Task to carry out: From the data that follows, copy every line holding the string "distant".

[Natural language region descriptions]
■ ■ ■ ■ ■
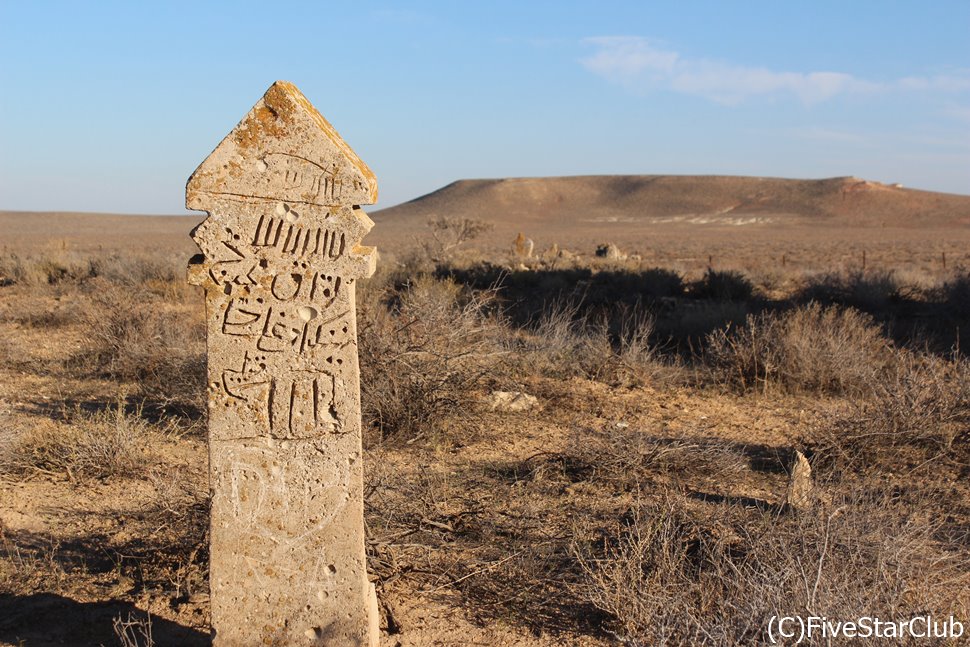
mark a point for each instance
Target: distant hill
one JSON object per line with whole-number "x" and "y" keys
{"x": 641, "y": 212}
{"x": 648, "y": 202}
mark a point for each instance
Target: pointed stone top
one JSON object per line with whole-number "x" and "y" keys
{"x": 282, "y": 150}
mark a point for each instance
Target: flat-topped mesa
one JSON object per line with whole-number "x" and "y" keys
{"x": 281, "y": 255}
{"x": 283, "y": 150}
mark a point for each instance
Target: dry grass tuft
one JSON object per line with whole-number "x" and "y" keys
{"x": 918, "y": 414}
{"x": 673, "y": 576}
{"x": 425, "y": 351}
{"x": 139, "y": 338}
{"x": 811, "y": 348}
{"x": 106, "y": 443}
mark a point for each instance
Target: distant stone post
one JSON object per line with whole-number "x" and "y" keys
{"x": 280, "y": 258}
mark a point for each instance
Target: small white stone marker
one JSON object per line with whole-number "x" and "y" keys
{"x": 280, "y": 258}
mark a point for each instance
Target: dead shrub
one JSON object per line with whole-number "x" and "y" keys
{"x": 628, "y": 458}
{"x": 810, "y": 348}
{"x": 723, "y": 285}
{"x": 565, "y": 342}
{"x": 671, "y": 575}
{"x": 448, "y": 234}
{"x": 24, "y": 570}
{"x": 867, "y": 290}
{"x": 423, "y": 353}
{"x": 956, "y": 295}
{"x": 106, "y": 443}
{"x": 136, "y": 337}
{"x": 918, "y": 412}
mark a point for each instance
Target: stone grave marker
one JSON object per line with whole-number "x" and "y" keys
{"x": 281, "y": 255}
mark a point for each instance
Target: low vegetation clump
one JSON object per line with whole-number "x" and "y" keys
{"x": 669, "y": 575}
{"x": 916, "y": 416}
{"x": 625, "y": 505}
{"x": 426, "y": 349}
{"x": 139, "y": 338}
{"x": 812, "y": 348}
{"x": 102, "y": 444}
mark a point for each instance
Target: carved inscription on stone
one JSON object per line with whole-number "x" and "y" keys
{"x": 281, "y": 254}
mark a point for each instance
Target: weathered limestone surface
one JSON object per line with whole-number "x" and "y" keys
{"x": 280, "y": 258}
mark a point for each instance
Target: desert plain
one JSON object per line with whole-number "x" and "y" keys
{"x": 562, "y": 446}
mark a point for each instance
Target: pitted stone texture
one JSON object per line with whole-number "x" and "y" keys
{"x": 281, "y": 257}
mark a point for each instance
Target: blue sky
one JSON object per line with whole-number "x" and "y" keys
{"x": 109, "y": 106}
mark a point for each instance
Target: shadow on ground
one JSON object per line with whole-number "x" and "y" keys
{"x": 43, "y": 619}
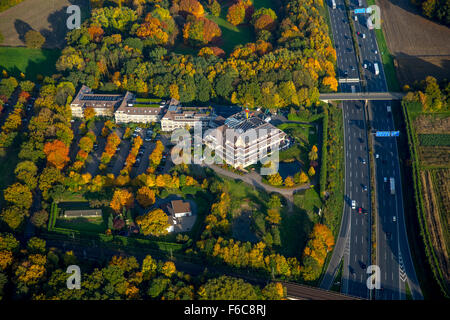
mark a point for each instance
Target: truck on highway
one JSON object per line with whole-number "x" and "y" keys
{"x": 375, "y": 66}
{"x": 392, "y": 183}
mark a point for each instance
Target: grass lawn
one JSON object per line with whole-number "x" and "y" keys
■ ■ ■ ■ ■
Result of the exercise:
Target: distant hill
Target: distant stone post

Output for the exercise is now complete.